**TASK REQUIREMENTS**
(1) From the setup section of the mutation, gap closing, and auto-segmentation tutorial below, list every name imported from moleculekit.
(2) Answer these questions using the mutation, gap closing, and auto-segmentation tutorial below:
(a) Which structure is loaded in Step 1?
(b) Which residues are absent from its PDB file?
(c) How many atoms remain after filtering to protein?
(3) Decide whether each statement agrees with the mutation, gap closing, and auto-segmentation tutorial below. Answer yes or no, and quote the deciding words.
(a) Residue mutation relies on the Dunbrack rotamer library.
(b) Closing missing-residue gaps needs no additional image.
(c) The structure used in Step 1 is missing 15 residues.

Mutation, gap closing, and auto-segmentation#
You will learn: how to fix missing chain/segment IDs with autoSegment(), mutate a residue using the Dunbrack rotamer library, and (with the ProMod3 Singularity image) close missing-residue gaps — the surrounding workflow you typically combine with systemPrepare().
Prerequisites:
The Custom residues from SMILES tutorial.
Setup#
from moleculekit.molecule import Molecule
from moleculekit.tools.preparation import systemPrepare
from moleculekit.tools.autosegment import autoSegment
from moleculekit.tools.modelling import model_gaps
Step 1 — Auto-segment a structure with a chain break#
We use 1ITG, an integrin headpiece that has 13 residues missing from the deposited structure (residues 141–153 are absent from the PDB file). After loading and filtering to protein only, the molecule carries a single chain letter but lacks meaningful segids:
mol = Molecule("1itg")
mol.filter("protein")
moleculekit.molecule - INFO - Removed 67 atoms. 1070 atoms remaining in the molecule.
array([1070, 1071, 1072, 1073, 1074, 1075, 1076, 1077, 1078, 1079, 1080,
1081, 1082, 1083, 1084, 1085, 1086, 1087, 1088, 1089, 1090, 1091,
1092, 1093, 1094, 1095, 1096, 1097, 1098, 1099, 1100, 1101, 1102,
1103, 1104, 1105, 1106, 1107, 1108, 1109, 1110, 1111, 1112, 1113,
1114, 1115, 1116, 1117, 1118, 1119, 1120, 1121, 1122, 1123, 1124,
1125, 1126, 1127, 1128, 1129, 1130, 1131, 1132, 1133, 1134, 1135,
1136], dtype=uint32)

**EXCERPTED RECORDS**
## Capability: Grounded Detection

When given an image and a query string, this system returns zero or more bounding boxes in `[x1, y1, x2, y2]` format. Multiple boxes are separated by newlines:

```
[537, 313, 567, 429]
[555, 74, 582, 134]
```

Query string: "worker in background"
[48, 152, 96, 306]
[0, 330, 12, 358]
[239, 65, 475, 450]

**RESPONSES BY TASK**
(1)
Molecule
systemPrepare
autoSegment
model_gaps

(2)
(a) 1ITG, an integrin headpiece
(b) Residues 141–153
(c) 1070

(3)
(a) Yes: "mutate a residue using the Dunbrack rotamer library"
(b) No: "(with the ProMod3 Singularity image) close missing-residue gaps"
(c) No: "has 13 residues missing from the deposited structure"